DO THIS
Arrange the entries below as a numbered list, omitting any blank lines.

MATERIALS PROVIDED

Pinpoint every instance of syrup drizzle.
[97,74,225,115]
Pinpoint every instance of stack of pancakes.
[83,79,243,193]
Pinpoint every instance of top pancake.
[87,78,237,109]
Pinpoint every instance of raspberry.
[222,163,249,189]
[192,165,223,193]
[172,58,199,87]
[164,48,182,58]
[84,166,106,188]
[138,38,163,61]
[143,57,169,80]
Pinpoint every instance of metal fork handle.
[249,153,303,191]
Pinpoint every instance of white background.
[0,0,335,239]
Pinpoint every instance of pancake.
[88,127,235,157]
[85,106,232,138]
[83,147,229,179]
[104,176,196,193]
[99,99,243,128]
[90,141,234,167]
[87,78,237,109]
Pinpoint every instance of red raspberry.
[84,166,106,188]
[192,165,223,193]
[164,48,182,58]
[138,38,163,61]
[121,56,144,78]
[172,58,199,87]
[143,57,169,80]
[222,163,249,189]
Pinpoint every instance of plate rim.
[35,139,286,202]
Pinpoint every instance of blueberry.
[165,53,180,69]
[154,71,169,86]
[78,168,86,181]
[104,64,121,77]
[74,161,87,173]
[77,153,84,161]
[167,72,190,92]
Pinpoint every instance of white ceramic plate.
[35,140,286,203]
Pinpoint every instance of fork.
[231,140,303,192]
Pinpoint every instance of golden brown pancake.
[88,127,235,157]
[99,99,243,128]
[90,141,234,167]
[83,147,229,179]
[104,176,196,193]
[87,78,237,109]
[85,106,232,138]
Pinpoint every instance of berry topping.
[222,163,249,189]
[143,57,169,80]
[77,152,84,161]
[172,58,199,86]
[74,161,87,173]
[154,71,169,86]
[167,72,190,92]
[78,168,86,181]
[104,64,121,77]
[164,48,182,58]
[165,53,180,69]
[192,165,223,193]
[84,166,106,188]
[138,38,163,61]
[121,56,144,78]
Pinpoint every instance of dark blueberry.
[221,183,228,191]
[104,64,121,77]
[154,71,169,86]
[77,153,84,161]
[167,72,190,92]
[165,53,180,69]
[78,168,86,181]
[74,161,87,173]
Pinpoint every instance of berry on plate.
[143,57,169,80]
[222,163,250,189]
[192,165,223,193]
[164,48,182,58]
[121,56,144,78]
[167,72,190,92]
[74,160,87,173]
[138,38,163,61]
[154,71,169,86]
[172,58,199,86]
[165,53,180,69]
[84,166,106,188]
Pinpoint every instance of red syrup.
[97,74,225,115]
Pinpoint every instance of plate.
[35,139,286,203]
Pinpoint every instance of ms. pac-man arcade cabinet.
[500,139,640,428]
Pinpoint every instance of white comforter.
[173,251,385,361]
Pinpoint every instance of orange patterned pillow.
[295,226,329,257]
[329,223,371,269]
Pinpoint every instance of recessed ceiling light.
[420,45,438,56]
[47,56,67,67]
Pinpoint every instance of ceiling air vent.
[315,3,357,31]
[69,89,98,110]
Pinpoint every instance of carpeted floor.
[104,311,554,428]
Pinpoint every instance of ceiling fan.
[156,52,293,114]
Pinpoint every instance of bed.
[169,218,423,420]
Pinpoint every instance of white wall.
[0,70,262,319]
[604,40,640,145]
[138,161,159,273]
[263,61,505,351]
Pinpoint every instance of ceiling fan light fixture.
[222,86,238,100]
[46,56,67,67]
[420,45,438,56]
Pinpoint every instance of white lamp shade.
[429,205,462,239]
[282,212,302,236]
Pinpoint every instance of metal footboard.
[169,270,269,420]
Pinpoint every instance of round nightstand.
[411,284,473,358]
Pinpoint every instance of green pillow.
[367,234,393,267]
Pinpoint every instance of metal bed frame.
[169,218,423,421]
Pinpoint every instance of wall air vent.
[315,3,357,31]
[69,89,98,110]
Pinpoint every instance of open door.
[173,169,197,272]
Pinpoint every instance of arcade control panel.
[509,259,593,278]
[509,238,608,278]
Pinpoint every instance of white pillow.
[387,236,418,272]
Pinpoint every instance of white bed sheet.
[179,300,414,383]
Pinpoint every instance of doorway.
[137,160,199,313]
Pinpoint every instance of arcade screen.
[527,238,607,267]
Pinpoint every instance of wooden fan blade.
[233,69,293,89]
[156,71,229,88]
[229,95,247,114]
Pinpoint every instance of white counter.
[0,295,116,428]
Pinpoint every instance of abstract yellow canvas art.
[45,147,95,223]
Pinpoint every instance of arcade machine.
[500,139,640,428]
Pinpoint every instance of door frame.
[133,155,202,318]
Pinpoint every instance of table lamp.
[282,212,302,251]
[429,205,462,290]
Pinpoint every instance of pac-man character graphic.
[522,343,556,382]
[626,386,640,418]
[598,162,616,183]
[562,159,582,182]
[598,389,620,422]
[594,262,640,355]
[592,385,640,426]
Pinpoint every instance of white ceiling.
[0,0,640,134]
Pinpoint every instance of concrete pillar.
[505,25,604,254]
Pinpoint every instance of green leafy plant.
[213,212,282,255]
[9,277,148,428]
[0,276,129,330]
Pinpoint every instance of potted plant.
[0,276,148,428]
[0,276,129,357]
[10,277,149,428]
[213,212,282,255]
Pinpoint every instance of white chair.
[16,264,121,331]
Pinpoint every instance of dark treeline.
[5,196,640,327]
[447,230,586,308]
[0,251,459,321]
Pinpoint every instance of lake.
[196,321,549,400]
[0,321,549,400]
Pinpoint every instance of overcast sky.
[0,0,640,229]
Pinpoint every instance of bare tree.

TASK RESPONSE
1. Pinpoint every instance of syrup drizzle.
2. [97,74,225,115]
3. Pinpoint every instance of stack of pancakes.
4. [83,79,243,193]
5. Pinpoint every instance of top pancake.
6. [87,78,237,109]
7. Pinpoint every instance of raspberry.
8. [222,163,249,189]
9. [192,165,223,193]
10. [172,58,199,87]
11. [164,48,182,58]
12. [84,166,106,188]
13. [138,38,163,61]
14. [143,57,169,80]
15. Pinpoint every instance of metal fork handle.
16. [249,153,303,191]
17. Pinpoint every instance of white background.
18. [0,0,335,239]
19. Pinpoint every instance of pancake.
20. [88,127,235,157]
21. [85,106,232,138]
22. [83,147,229,179]
23. [104,176,196,193]
24. [99,99,243,128]
25. [90,141,234,167]
26. [87,78,237,109]
27. Pinpoint every instance of red raspberry.
28. [84,166,106,188]
29. [192,165,223,193]
30. [164,48,182,58]
31. [138,38,163,61]
32. [121,56,144,78]
33. [172,58,199,87]
34. [143,57,169,80]
35. [222,163,249,189]
36. Pinpoint every instance of plate rim.
37. [35,139,286,202]
38. Pinpoint every instance of blueberry.
39. [165,53,180,69]
40. [154,71,169,86]
41. [78,168,86,181]
42. [104,64,121,77]
43. [74,161,87,173]
44. [77,153,84,161]
45. [167,72,190,92]
46. Pinpoint every instance of white ceramic plate.
47. [35,140,286,203]
48. Pinpoint every instance of fork.
49. [231,140,303,192]
50. Pinpoint every instance of golden brown pancake.
51. [88,127,235,157]
52. [99,99,243,128]
53. [90,141,234,167]
54. [83,147,229,179]
55. [104,176,196,193]
56. [87,78,237,109]
57. [85,106,232,138]
58. Pinpoint every instance of berry topping.
59. [222,163,249,189]
60. [143,57,169,80]
61. [77,152,84,161]
62. [172,58,199,86]
63. [74,161,87,173]
64. [154,71,169,86]
65. [167,72,190,92]
66. [78,168,86,181]
67. [104,64,121,77]
68. [164,48,182,58]
69. [165,53,180,69]
70. [192,165,223,193]
71. [84,166,106,188]
72. [138,38,163,61]
73. [121,56,144,78]
74. Pinpoint every instance of dark blueberry.
75. [221,183,228,191]
76. [104,64,121,77]
77. [154,71,169,86]
78. [77,153,84,161]
79. [167,72,190,92]
80. [165,53,180,69]
81. [78,168,86,181]
82. [74,161,87,173]
83. Pinpoint every instance of berry on plate.
84. [143,57,169,80]
85. [222,163,250,189]
86. [192,165,223,193]
87. [164,48,182,58]
88. [121,56,144,78]
89. [167,72,190,92]
90. [74,160,87,173]
91. [138,38,163,61]
92. [154,71,169,86]
93. [172,58,199,86]
94. [165,53,180,69]
95. [84,166,106,188]
96. Pinpoint every instance of red syrup.
97. [97,74,225,115]
98. Pinpoint every instance of plate.
99. [35,139,286,203]
100. Pinpoint every instance of ms. pac-man arcade cabinet.
101. [500,139,640,428]
102. Pinpoint every instance of white comforter.
103. [173,251,385,361]
104. Pinpoint every instance of orange patterned pillow.
105. [295,226,329,257]
106. [329,223,371,269]
107. Pinpoint every instance of recessed ceiling light.
108. [420,45,438,56]
109. [47,56,67,67]
110. Pinpoint every instance of ceiling air vent.
111. [315,3,357,31]
112. [69,89,98,110]
113. Pinpoint every instance of carpeted floor.
114. [104,311,554,428]
115. Pinpoint every instance of ceiling fan.
116. [156,52,293,114]
117. Pinpoint every instance of bed.
118. [169,218,423,420]
119. Pinpoint every instance of white wall.
120. [0,70,262,319]
121. [604,40,640,145]
122. [138,161,159,273]
123. [263,61,505,351]
124. Pinpoint every instance of ceiling fan light fixture.
125. [222,86,238,100]
126. [46,56,67,67]
127. [420,45,438,56]
128. Pinpoint every instance of white lamp shade.
129. [429,205,462,239]
130. [282,212,302,236]
131. Pinpoint every instance of metal footboard.
132. [169,270,269,420]
133. Pinpoint every instance of round nightstand.
134. [411,284,473,358]
135. Pinpoint every instance of green pillow.
136. [367,234,393,267]
137. Pinpoint every instance of metal bed frame.
138. [169,218,423,421]
139. Pinpoint every instance of wall air vent.
140. [315,3,357,31]
141. [69,89,98,110]
142. Pinpoint every instance of open door.
143. [173,169,197,272]
144. Pinpoint every instance of arcade control panel.
145. [509,259,593,278]
146. [509,238,608,278]
147. Pinpoint every instance of white pillow.
148. [387,236,418,272]
149. Pinpoint every instance of white bed sheet.
150. [179,300,414,383]
151. Pinpoint every instance of doorway.
152. [137,160,199,313]
153. Pinpoint every instance of arcade screen.
154. [527,238,607,267]
155. Pinpoint every instance of wooden fan blade.
156. [233,69,293,89]
157. [156,71,229,88]
158. [229,95,247,114]
159. Pinpoint every instance of white counter.
160. [0,295,116,428]
161. Pinpoint every instance of abstract yellow canvas art.
162. [45,147,95,223]
163. Pinpoint every instance of arcade machine.
164. [500,139,640,428]
165. Pinpoint every instance of door frame.
166. [133,155,202,318]
167. Pinpoint every instance of table lamp.
168. [282,212,302,251]
169. [429,205,462,290]
170. Pinpoint every instance of pac-man character graphic.
171. [522,343,556,382]
172. [626,386,640,418]
173. [598,162,616,183]
174. [562,159,582,182]
175. [598,389,620,422]
176. [594,262,640,355]
177. [592,385,640,426]
178. Pinpoint every instance of white ceiling.
179. [0,0,640,134]
180. Pinpoint every instance of concrete pillar.
181. [505,25,604,254]
182. Pinpoint every instance of green leafy plant.
183. [213,212,282,255]
184. [9,277,148,428]
185. [0,276,129,330]
186. Pinpoint every instance of potted plant.
187. [0,276,148,428]
188. [0,276,129,357]
189. [10,277,149,428]
190. [213,212,282,255]
191. Pinpoint every instance of white chair.
192. [16,264,121,331]
193. Pinpoint every instance of dark treeline.
194. [5,196,640,327]
195. [447,230,586,308]
196. [0,251,459,321]
197. Pinpoint every instance of lake.
198. [196,321,549,400]
199. [0,321,549,400]
200. Pinpoint every instance of overcast sky.
201. [0,0,640,229]
202. Pinpoint every instance of bare tree.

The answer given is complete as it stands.